_Trecho selecionado_.
((

Ao determinar a abertura do inquérito, após participação do próprio Bolsonaro, Alexandre de Moraes concluiu que o episódio “é gravíssimo, pois atenta contra o Estado Democrático de Direito brasileiro e suas instituições republicanas”
O ministro Alexandre de Moraes, do Supremo Tribunal Federal (STF), recebeu, segundo o jornal Folha de S. Paulo, da delegada da Polícia Federal, Denisse Dias Ribeiro, um relatório dizendo que não há como incriminar ninguém pela realização e financiamento das manifestações bolsonaristas contra o Congresso Nacional, o STF e outras instituições democráticas.
O relatório, que não foi classificado como parcial e nem como final, como de praxe deve ser quando é entregue, foi apresentado no final de dezembro ao ministro Alexandre de Moraes, responsável por ele no STF.
Apesar de todas as evidências em contrário, a delegada diz que, “ao término de dezenas de diligências realizadas, não encontrou elementos suficientes para indiciar pessoas pela realização ou financiamento de atos antidemocráticos, por ora”.

Vários bolsonaristas fizeram questão de mostrar que estavam envolvidos nos atos pró-golpe, mas só a delegada não viu. Uma delas, inclusive foi presa, a ativista do grupo “300 do Brasil”, autointitulada Sara Winter, que fez questão de assumir que estava à frente das manifestações antidemocráticas contra o STF e o Congresso Nacional.
Ela se esforçou tanto que foi vista acampada preparando os atos, inclusive, recebendo a visita da deputada Bia Kicis (PSL-DF). Ela também foi flagrada ameaçando o ministro Alexandre de Moraes. Mas, estranhamente, segundo a delegada, ninguém pôde ser identificado.
Os autos do inquérito, aberto em abril de 2020, mirando os bolsonaristas que defenderam a volta do AI-5, e que, inclusive, bombardearam o STF com fogos de artifício, estão com a Procuradoria-Geral da República (PGR).

A decisão de Moraes de abrir o inquérito foi tomada logo após o próprio presidente Jair Bolsonaro participar de uma manifestação em Brasília, marcado por faixas e palavras de ordem contra o Congresso e a favor de um golpe e de uma intervenção militar. Ao determinar a abertura do inquérito, Moraes concluiu que o episódio é “gravíssimo”, pois atenta contra o Estado Democrático de Direito brasileiro e suas instituições republicanas.
No ato bolsonarista, organizado, por óbvio, pelos bolsonaristas, com a presença do próprio Jair Messias, e que a delegada da PF diz não ter visto bolsonarista nenhum, o presidente se une aos que pediam o fechamento do Congresso e do STF e diz: “(…) Acabou a época da patifaria!” “Nós não queremos negociar nada. Queremos é ação pelo Brasil”, disse Bolsonaro, aplaudido por centenas de manifestantes. “Chega da velha política!”, gritou.

))

_Tarefa proposta 1_. Diga quantas linhas dos registros contêm a palavra "black". Responda somente com o número.
O trecho e os registros não têm nenhuma relação entre si.

_Linhas de dados_.
((

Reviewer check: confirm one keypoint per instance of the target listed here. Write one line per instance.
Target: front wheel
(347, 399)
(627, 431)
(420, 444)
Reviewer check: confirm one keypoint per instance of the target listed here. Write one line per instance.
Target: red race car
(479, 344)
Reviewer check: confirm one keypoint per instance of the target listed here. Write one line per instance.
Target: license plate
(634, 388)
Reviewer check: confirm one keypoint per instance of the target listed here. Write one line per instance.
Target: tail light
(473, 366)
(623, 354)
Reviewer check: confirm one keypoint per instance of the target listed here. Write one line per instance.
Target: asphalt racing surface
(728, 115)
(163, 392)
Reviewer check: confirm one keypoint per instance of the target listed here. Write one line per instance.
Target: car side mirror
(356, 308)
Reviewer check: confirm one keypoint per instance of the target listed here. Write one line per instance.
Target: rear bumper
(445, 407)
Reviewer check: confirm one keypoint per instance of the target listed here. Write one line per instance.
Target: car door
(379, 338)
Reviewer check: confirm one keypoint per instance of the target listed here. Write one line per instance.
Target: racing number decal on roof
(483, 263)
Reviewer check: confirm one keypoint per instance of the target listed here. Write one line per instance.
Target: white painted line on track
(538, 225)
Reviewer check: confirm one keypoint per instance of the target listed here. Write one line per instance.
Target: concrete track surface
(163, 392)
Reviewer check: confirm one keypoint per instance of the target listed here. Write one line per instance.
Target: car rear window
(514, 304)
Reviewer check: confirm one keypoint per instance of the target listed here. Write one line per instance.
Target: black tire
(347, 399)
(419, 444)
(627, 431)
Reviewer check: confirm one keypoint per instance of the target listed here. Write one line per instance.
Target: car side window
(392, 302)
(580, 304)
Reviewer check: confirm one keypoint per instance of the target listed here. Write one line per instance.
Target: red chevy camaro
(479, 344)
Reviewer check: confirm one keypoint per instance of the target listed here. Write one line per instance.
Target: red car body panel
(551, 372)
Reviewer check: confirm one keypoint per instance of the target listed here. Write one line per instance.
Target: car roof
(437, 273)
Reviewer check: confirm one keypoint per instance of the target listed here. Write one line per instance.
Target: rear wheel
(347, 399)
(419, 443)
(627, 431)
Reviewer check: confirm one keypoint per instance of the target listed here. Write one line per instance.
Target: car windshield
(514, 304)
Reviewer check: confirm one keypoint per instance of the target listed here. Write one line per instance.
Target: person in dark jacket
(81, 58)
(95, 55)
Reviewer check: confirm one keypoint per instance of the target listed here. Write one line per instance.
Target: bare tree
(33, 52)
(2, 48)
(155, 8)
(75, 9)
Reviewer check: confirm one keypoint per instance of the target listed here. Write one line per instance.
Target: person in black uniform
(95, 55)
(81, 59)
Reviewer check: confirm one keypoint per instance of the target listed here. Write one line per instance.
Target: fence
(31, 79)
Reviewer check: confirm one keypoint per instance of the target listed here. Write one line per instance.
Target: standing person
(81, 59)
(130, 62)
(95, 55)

))

_Tarefa proposta 2_. Enumere todas as pessoas citadas pelo nome no trecho sobre o inquérito dos atos antidemocráticos.

_Resultado final 1_. 2

_Resultado final 2_.
- Alexandre de Moraes
- Jair Bolsonaro
- Denisse Dias Ribeiro
- Sara Winter
- Bia Kicis